TO BE DONE –
Copy out the following material line for line, with no changes.

STORED RECORDS –
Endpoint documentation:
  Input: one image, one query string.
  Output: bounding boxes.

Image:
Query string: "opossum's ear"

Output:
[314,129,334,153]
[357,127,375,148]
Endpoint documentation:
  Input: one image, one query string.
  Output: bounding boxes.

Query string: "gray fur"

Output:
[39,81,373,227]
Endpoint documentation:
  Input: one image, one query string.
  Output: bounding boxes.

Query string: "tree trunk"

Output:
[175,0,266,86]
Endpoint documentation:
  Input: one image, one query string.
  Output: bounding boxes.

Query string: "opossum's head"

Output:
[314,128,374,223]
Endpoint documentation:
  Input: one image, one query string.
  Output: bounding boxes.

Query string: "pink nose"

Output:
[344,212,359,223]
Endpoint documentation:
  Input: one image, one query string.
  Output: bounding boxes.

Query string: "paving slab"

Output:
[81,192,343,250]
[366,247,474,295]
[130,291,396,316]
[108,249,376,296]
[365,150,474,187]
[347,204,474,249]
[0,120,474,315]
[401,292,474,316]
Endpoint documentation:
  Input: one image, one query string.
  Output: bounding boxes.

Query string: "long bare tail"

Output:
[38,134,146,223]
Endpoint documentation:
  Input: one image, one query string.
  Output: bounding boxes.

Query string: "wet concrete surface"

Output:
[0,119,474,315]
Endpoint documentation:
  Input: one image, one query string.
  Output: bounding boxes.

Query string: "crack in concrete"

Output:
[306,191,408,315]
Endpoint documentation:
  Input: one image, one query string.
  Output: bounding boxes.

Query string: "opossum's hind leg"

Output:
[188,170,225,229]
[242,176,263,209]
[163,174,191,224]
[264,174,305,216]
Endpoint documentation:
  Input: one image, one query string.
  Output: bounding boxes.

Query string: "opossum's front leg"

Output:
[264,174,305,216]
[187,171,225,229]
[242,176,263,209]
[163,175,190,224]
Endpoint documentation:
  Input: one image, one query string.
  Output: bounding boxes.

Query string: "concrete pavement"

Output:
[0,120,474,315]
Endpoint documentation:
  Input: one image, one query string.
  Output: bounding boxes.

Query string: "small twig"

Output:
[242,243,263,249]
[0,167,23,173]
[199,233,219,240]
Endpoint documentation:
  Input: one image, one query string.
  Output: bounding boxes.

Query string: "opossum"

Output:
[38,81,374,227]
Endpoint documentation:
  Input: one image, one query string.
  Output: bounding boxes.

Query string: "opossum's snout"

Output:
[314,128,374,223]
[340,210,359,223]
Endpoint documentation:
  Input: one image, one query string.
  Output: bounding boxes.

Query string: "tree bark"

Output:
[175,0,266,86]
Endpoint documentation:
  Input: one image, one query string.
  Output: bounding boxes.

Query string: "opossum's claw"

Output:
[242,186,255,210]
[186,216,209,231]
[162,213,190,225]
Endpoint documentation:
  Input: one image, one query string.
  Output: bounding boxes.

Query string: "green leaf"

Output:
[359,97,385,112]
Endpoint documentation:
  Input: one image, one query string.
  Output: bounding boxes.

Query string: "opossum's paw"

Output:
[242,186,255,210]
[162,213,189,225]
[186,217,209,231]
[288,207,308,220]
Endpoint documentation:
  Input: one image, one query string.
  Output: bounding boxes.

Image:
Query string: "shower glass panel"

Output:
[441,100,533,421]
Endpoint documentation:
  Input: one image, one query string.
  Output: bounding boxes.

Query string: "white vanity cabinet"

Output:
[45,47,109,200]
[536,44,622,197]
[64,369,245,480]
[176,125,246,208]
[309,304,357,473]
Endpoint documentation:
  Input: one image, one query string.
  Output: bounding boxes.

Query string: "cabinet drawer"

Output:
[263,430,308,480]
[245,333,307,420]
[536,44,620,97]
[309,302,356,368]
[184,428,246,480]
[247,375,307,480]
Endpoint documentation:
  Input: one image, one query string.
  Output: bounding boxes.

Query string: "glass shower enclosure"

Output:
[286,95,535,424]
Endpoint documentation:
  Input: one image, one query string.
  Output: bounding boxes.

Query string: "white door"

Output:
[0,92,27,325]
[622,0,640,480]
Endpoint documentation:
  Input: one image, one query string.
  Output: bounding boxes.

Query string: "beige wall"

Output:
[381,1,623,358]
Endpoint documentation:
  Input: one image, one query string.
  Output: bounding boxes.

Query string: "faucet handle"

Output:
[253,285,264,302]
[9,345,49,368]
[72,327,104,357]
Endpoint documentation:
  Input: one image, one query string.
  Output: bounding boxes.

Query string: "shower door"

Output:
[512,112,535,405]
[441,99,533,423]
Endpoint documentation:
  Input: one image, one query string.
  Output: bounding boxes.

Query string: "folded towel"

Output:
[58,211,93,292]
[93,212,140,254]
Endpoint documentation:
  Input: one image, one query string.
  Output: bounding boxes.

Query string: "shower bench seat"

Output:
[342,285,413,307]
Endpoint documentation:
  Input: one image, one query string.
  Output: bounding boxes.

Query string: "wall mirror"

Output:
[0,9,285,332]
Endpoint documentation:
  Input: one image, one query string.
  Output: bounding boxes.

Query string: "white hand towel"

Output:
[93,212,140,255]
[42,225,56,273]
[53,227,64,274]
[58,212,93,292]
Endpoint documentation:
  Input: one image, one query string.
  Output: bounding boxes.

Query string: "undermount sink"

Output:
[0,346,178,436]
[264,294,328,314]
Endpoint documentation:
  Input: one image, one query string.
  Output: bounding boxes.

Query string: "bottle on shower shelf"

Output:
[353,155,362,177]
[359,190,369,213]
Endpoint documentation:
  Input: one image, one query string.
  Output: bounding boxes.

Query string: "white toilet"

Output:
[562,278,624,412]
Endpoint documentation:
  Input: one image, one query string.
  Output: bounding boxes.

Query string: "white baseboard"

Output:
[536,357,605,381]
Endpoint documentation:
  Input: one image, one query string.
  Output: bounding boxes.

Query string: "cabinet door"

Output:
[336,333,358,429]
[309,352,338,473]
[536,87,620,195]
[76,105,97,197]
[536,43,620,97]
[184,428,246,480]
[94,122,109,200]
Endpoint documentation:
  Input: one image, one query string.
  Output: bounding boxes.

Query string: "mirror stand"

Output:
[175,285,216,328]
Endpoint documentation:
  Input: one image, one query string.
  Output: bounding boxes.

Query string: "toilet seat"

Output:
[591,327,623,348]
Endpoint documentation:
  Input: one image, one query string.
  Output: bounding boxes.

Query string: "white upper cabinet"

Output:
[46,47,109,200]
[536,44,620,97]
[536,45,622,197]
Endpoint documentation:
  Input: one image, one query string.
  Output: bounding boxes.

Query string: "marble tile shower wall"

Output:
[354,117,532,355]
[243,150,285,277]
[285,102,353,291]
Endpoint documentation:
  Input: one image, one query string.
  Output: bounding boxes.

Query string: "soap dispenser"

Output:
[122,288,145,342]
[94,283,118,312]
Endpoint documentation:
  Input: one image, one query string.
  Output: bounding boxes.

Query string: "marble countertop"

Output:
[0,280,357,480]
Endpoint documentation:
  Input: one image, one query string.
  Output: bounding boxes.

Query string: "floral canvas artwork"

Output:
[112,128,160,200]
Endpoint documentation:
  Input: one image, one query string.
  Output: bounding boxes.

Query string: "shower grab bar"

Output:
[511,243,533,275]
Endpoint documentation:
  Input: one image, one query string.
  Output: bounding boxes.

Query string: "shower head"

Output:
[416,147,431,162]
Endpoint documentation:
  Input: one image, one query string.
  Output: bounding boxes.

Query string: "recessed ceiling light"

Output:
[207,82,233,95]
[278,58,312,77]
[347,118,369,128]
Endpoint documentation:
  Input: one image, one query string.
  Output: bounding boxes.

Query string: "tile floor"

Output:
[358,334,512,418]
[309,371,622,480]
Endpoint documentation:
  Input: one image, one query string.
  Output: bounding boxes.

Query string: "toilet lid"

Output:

WRITTEN ANSWER –
Endpoint documentation:
  Input: one image, one query string.
  Output: bounding boxes.

Image:
Query string: "opossum's ear"

Output:
[314,129,334,153]
[357,127,375,148]
Endpoint documentation:
  Input: one image, one query string.
  Output: bounding boxes.

Query string: "gray fur"

Output:
[39,81,373,227]
Endpoint documentation:
  Input: one image, one query string.
  Output: bounding boxes.

Query string: "tree trunk"

Output:
[175,0,266,86]
Endpoint documentation:
  Input: one image, one query string.
  Output: bounding boxes.

Query string: "opossum's head"

Output:
[314,128,374,223]
Endpoint documentation:
  Input: one image, one query string.
  Output: bounding boxes.

Query string: "pink nose"

Output:
[344,212,359,223]
Endpoint documentation:
  Input: one image, one query string.
  Output: bounding boxes.

Query string: "paving slab"

Output:
[81,192,343,250]
[366,247,474,295]
[130,291,396,316]
[108,249,376,296]
[365,150,474,187]
[347,204,474,249]
[0,120,474,315]
[401,292,474,316]
Endpoint documentation:
  Input: one image, one query string.
  Output: bounding boxes.

Query string: "long bare tail"

Output:
[38,134,146,223]
Endpoint documentation:
  Input: one image, one query string.
  Output: bounding boxes.

Query string: "wet concrete surface"

Output:
[0,119,474,315]
Endpoint documentation:
  Input: one image, one query string.
  Output: bounding boxes.

Query string: "crack in concrete"

Output:
[306,191,408,315]
Endpoint documentation:
  Input: one image, one query string.
  Output: bounding boxes.

Query string: "opossum's hind leg"

Output:
[188,170,225,229]
[242,176,263,209]
[163,174,191,224]
[264,174,305,216]
Endpoint documentation:
  Input: one image, one query string.
  Output: bounding boxes.

Query string: "opossum's front leg"

Output:
[264,174,305,216]
[187,171,225,229]
[242,176,263,209]
[163,175,190,224]
Endpoint documentation:
  Input: one image, one query string.
  Output: bounding boxes.

Query string: "concrete pavement"

Output:
[0,120,474,315]
Endpoint documentation:
  Input: one image, one query string.
  Output: bounding boxes.

Query string: "small twig"

Output:
[242,243,263,249]
[0,167,23,173]
[199,233,219,240]
Endpoint documentation:
  Input: one image, one query string.
  Output: bounding boxes.

Query string: "opossum"

Output:
[38,81,374,227]
Endpoint documentation:
  Input: one image, one query string.
  Output: bounding boxes.

Query string: "opossum's snout"

Output:
[314,128,374,223]
[340,210,359,223]
Endpoint documentation:
  Input: one image, one query string.
  Output: bounding boxes.

Query string: "tree bark"

Output:
[175,0,266,86]
Endpoint documentation:
  Input: one image, one query string.
  Output: bounding boxes.

Query string: "opossum's claw"

Output:
[242,186,255,210]
[186,216,209,231]
[162,213,190,225]
Endpoint documentation:
  Input: one image, one query string.
  Output: bounding boxes.

Query string: "green leaf"

Output:
[359,97,385,112]
Endpoint documentation:
  Input: one image, one query string.
  Output: bounding boxes.

Query string: "opossum's paw"

Output:
[242,186,255,210]
[162,213,189,225]
[186,217,209,231]
[288,207,308,220]
Endpoint documentation:
  Input: one image, one query string.
  Output: bounding boxes.

Image:
Query string: "shower glass panel"

Output:
[441,100,533,421]
Endpoint documentation:
  Input: one image, one query string.
  Output: bounding boxes.

Query string: "white vanity cabinet"

Output:
[45,47,109,200]
[536,44,622,197]
[64,369,245,480]
[176,125,246,208]
[309,304,357,473]
Endpoint documentation:
  Input: one image, one query string.
  Output: bounding boxes.

Query string: "cabinet drawer"

Output:
[263,430,308,480]
[245,333,307,420]
[536,44,620,97]
[309,302,356,368]
[184,428,246,480]
[247,375,307,480]
Endpoint documentation:
  Input: one image, one query string.
  Output: bounding boxes.

Query string: "glass shower enclosure"

Output:
[286,95,535,424]
Endpoint documentation:
  Input: one image, one query string.
  Output: bounding boxes.

Query string: "white door"

Output:
[0,92,27,325]
[622,0,640,480]
Endpoint documentation:
  Input: one image, one query string.
  Output: bounding boxes.

Query string: "beige wall"

Output:
[381,1,623,358]
Endpoint documentation:
  Input: one image, one query string.
  Output: bounding boxes.

Query string: "faucet handle"

Output:
[253,285,264,302]
[9,345,49,368]
[72,327,104,357]
Endpoint documentation:
  Input: one image, one query string.
  Output: bounding boxes.

Query string: "shower door"

Output:
[512,112,535,405]
[441,99,533,423]
Endpoint documentation:
  Input: one image, one query string.
  Output: bounding boxes.

Query string: "folded towel"

Output:
[58,211,93,292]
[93,212,140,254]
Endpoint documentation:
  Input: one image, one query string.
  Output: bounding boxes.

Query string: "shower bench seat"

Output:
[342,285,413,307]
Endpoint documentation:
  Input: one image, one query string.
  Output: bounding boxes.

Query string: "wall mirror"

Output:
[0,9,285,332]
Endpoint documentation:
  Input: one image, one query string.
  Output: bounding boxes.

Query string: "white hand towel"

Output:
[93,212,140,255]
[42,225,56,273]
[53,227,64,274]
[58,212,93,292]
Endpoint documentation:
  Input: one image, one query string.
  Output: bounding boxes.

Query string: "undermount sink"

Output:
[0,346,178,436]
[264,294,328,314]
Endpoint documentation:
  Input: one image, one query string.
  Output: bounding boxes.

Query string: "bottle on shower shelf"

Output:
[353,155,362,177]
[359,190,369,213]
Endpoint documentation:
  Input: one image, one query string.
  Output: bounding boxes.

Query string: "white toilet"

Output:
[562,278,624,412]
Endpoint documentation:
  Input: one image, one query string.
  Output: bounding boxes.

Query string: "white baseboard"

Output:
[536,357,605,381]
Endpoint documentation:
  Input: one image, one query string.
  Output: bounding boxes.

Query string: "cabinet door"

Output:
[336,333,358,429]
[309,352,338,473]
[536,87,620,195]
[76,105,97,197]
[536,43,620,97]
[184,428,246,480]
[94,122,109,200]
Endpoint documentation:
  Input: one image, one query string.
  Output: bounding boxes.

Query string: "mirror stand"

Output:
[175,285,216,328]
Endpoint documentation:
  Input: one image, one query string.
  Output: bounding boxes.

Query string: "toilet seat"

Output:
[591,327,623,348]
Endpoint documentation:
  Input: one image, one query string.
  Output: bounding boxes.

Query string: "white upper cabinet"

Output:
[46,47,109,200]
[536,44,620,97]
[536,45,622,197]
Endpoint documentation:
  Input: one image, one query string.
  Output: bounding boxes.

Query string: "marble tile shower wall"

Output:
[354,117,532,355]
[243,150,285,277]
[285,102,353,291]
Endpoint documentation:
  Input: one image, one query string.
  Output: bounding boxes.

Query string: "soap dispenser"

Output:
[122,288,145,342]
[94,283,118,312]
Endpoint documentation:
  Input: one image, one query string.
  Output: bounding boxes.

Query string: "marble countertop"

Output:
[0,280,357,480]
Endpoint documentation:
  Input: one image, one query string.
  Output: bounding boxes.

Query string: "floral canvas artwork"

Output:
[112,128,160,200]
Endpoint documentation:
  Input: one image, one query string.
  Output: bounding boxes.

Query string: "shower grab bar"

Output:
[511,243,533,275]
Endpoint documentation:
  Input: one image, one query string.
  Output: bounding boxes.

Query string: "shower head"

Output:
[416,147,431,162]
Endpoint documentation:
  Input: one image, one query string.
  Output: bounding boxes.

Query string: "recessed ceiling light"

Output:
[207,82,233,95]
[278,58,312,77]
[347,118,369,128]
Endpoint documentation:
  Input: one image, one query string.
  Output: bounding boxes.

Query string: "tile floor"

Output:
[358,334,512,418]
[309,371,622,480]
Endpoint documentation:
  Input: one image, one query string.
  Output: bounding boxes.

Query string: "toilet lid"

Output:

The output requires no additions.